Restate all the data exactly, so that each line is the same as before.

---*---

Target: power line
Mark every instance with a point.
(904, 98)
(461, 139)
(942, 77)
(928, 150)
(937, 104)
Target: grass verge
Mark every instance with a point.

---*---

REPLY:
Target: power line
Mark every instance with a point.
(904, 98)
(461, 139)
(942, 77)
(928, 150)
(937, 104)
Target: grass verge
Mark every instance with a point.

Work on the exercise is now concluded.